'''

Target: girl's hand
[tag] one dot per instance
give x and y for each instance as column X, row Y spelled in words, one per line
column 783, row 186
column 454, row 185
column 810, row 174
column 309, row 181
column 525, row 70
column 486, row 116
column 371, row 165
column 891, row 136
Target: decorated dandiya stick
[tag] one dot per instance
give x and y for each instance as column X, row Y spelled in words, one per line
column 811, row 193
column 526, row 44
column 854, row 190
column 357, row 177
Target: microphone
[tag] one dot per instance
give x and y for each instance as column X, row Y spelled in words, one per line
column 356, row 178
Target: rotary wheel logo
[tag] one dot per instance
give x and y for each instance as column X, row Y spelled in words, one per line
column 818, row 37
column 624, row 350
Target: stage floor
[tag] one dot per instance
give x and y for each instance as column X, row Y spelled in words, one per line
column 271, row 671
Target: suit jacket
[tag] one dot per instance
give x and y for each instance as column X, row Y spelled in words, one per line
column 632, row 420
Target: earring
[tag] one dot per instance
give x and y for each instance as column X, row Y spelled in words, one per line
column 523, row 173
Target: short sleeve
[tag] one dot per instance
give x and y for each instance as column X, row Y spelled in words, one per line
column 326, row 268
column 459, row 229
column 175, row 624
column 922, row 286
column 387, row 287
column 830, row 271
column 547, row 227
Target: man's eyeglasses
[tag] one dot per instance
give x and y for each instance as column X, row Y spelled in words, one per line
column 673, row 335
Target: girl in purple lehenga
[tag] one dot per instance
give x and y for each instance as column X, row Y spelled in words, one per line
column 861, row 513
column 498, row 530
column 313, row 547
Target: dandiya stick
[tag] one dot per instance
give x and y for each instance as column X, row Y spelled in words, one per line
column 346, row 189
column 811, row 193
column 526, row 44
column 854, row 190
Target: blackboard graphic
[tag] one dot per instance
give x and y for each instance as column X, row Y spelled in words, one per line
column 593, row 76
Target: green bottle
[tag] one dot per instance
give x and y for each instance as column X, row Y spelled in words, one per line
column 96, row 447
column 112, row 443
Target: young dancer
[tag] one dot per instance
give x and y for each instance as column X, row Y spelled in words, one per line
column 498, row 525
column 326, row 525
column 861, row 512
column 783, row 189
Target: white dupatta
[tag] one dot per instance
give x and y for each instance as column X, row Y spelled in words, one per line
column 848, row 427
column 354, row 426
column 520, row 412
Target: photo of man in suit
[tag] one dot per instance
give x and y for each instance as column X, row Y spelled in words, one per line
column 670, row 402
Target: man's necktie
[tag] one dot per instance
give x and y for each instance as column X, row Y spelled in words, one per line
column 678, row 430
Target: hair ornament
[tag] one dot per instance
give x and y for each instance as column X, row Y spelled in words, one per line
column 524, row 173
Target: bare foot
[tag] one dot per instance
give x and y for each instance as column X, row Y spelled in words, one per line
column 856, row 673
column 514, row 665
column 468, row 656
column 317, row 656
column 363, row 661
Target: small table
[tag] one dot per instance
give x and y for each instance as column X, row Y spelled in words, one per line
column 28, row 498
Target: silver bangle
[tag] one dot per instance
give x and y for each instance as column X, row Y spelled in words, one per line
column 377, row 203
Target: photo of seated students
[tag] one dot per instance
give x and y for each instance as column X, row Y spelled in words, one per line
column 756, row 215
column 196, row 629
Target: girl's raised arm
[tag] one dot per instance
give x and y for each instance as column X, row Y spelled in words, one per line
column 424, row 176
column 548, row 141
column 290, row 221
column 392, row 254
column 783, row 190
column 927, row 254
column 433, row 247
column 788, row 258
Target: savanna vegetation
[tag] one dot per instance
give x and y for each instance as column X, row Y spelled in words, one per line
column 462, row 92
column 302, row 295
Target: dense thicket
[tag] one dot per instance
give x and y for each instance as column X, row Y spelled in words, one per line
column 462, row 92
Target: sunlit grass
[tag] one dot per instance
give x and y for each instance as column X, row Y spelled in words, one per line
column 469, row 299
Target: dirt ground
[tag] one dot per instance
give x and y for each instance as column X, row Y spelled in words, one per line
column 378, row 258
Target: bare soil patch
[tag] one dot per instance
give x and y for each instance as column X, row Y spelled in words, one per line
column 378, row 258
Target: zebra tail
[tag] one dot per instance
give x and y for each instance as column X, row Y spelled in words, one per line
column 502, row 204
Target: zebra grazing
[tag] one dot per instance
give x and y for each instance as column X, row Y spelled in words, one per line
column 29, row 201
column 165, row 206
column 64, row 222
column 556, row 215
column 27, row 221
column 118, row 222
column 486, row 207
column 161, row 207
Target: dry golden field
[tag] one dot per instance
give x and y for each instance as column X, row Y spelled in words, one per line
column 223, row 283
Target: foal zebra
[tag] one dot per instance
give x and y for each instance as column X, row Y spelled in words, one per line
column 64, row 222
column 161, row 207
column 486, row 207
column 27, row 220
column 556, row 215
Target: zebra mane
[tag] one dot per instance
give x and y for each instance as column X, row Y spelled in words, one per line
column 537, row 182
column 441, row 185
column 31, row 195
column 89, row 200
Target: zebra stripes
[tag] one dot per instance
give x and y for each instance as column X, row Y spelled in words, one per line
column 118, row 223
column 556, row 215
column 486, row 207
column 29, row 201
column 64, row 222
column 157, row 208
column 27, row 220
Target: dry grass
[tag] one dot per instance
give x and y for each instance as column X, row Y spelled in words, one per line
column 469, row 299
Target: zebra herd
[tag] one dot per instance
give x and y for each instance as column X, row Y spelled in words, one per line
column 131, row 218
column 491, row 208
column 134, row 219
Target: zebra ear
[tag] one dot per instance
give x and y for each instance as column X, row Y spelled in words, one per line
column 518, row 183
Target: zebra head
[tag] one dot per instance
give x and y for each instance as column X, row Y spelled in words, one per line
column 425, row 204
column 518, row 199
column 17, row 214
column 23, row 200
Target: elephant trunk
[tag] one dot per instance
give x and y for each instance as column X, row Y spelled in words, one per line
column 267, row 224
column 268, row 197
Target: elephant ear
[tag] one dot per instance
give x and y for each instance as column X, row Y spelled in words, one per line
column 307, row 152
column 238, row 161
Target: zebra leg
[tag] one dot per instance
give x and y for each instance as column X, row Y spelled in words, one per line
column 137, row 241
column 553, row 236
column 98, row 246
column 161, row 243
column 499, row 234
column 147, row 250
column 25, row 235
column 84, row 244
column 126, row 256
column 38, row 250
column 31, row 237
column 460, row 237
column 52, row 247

'''

What to work on
Reproduce the listing above verbatim, from its first line through the line containing "column 632, row 420", including both ends.

Response for this exercise
Target: girl's hand
[tag] one dot per instance
give x and y for each instance as column X, row Y spelled in words, one per line
column 783, row 186
column 454, row 185
column 810, row 174
column 309, row 181
column 525, row 70
column 486, row 116
column 371, row 165
column 891, row 136
Target: decorated dandiya stick
[tag] one dot per instance
give x and y for each instance as column X, row Y spelled in words, one per line
column 811, row 193
column 526, row 44
column 854, row 190
column 357, row 177
Target: microphone
[tag] one dot per instance
give x and y for each instance as column X, row Y spelled in words, one per line
column 356, row 178
Target: rotary wheel logo
[tag] one dot per instance
give x and y for each instance as column X, row Y spelled in words, one per line
column 818, row 37
column 624, row 350
Target: stage floor
[tag] one dot per instance
give x and y for each instance as column X, row Y spelled in words, one per line
column 271, row 671
Target: suit jacket
[tag] one dot per instance
give x and y for each instance as column X, row Y spelled in words, one per line
column 632, row 420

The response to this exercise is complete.